Image point grounding data
>>>>

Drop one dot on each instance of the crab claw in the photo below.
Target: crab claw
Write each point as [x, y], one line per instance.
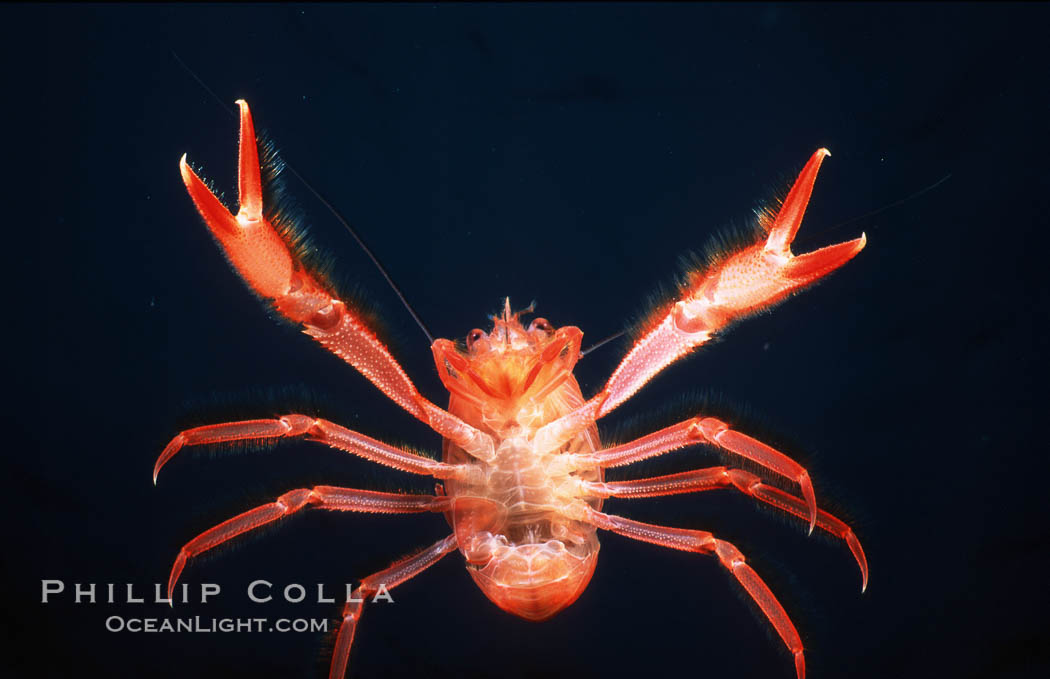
[763, 274]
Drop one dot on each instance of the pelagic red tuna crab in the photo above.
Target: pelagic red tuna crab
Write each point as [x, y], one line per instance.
[522, 474]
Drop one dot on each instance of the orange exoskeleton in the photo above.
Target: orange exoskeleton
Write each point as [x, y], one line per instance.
[522, 474]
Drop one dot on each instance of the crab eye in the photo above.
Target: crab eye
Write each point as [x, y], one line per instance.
[541, 324]
[473, 337]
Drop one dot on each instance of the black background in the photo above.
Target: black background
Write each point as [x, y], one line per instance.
[566, 154]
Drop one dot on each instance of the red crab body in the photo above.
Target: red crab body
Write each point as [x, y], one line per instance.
[522, 475]
[523, 549]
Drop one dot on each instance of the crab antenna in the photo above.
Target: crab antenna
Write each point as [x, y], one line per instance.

<<<<

__Goal of the exercise__: Precisely the lines from the one containing "Target: crab claw" to the end of the data above, both included, should be printed; leave the pictures out.

__Response__:
Target: crab claw
Write each point as [x, y], one line per instance.
[763, 274]
Drop one dot on each instance of the pelagic red tuna crab in the photo above.
Target: pelagic red tuna crab
Write each point as [x, y], one line per instance.
[522, 474]
Drop one dot on each instance of the orange exoskeleton in the photo above.
Target: orange exoskeleton
Write each point as [x, y], one line per instance.
[522, 474]
Drop one dot on each instance of the crab eye in the photo above.
Target: crab eye
Write each point as [x, y], one line per instance.
[541, 324]
[473, 337]
Drop one dot on each instance of the black background in the photo above.
Target: black background
Write each point as [x, y], one line per instance.
[566, 154]
Drop one dot on each instance of the red crab body in the photo above.
Target: red crab body
Write each point as [x, y], one line per instance.
[522, 475]
[523, 549]
Drop one dot on each instance of the crab antenna in the photo above.
Target: crab antenna
Write each point as [x, y], one line per instance.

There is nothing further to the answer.